** Page extract **
——

# Seller is bad mouthing me - what to do?



## QueenT (2 July 2019)

I bought a lovely schoolmistress from a professional rider and took lessons with the seller the first two months before moving my new horse to my local yard (a lovely little place with lots of outdoor time, big stalls etc) I bought her from app. 25 miles away so we share a couple of acquaintances - no shared actual friends, but follows on facebook etc. The thing is, seller's facebook photo is still of  - now - my horse, her posts are often "God, miss this horse badly...", "best horse I ever had" etc. She texts me once in a while to ask how things are going, which was fine in the beginning, now it's annoying. She visited a couple of months after I moved her - right at a point where I was changing the farrier due to bad shoeing - at the time we talked about it, musing on how hard it was to find someone good in our area. 

Today I found out that the seller is talking about my care of the horse, my riding, my choice of rugs, my choice of farrier/dentist/chiro, the herd etc. (My horse is in excellent condition, according to vet) I also found out that she started riding with the same trainer as I am (I told her months ago who I was training with, thinking she just asked out of general interest). So now there is a direct connection and my arm's length approach is no longer possible, or at least more difficult. I always knew I'd had to swallow the bitter pill of never riding my horse as well as the previous owner, but knowing that people is talking about me both infuriates and embarrasses me. I have been thinking about nothing else all day, and my first impulse was to ring her up and tell her to back the f*** off. Not sure anything good will come out of that, but what to do then?


----------



## DabDab (2 July 2019)

Not much you can do I don't think, not without you looking a bit nuts and giving her the rise that she's probably after. Can understand how it's a bit rubbish confidence-wise, but think you'll just have to try to find a way to put it out of your mind as much as possible.


----------



## cobgoblin (2 July 2019)

Put up some posts on Facebook with lots of pictures of your horse, say who you bought her from and how you had lessons with her before bringing the horse home. Say how delighted you are... Lay it on thick. Remark how nice it was that she cared enough to visit after you moved..

——

** Records from a point-labeling set **
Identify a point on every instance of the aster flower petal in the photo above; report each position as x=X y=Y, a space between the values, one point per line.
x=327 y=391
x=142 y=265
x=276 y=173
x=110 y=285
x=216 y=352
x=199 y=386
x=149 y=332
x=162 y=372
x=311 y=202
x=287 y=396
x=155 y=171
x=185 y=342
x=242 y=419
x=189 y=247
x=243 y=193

——

** Exercises to complete **
- a) In the forum thread about the horse seller, roughly how far away was the horse bought?
- b) Lay out every line of the records as a numbered list, omitting blank lines.

** Per-task answers **
- a) About 25 miles away.

- b)
1. Identify a point on every instance of the aster flower petal in the photo above; report each position as x=X y=Y, a space between the values, one point per line.
2. x=327 y=391
3. x=142 y=265
4. x=276 y=173
5. x=110 y=285
6. x=216 y=352
7. x=199 y=386
8. x=149 y=332
9. x=162 y=372
10. x=311 y=202
11. x=287 y=396
12. x=155 y=171
13. x=185 y=342
14. x=242 y=419
15. x=189 y=247
16. x=243 y=193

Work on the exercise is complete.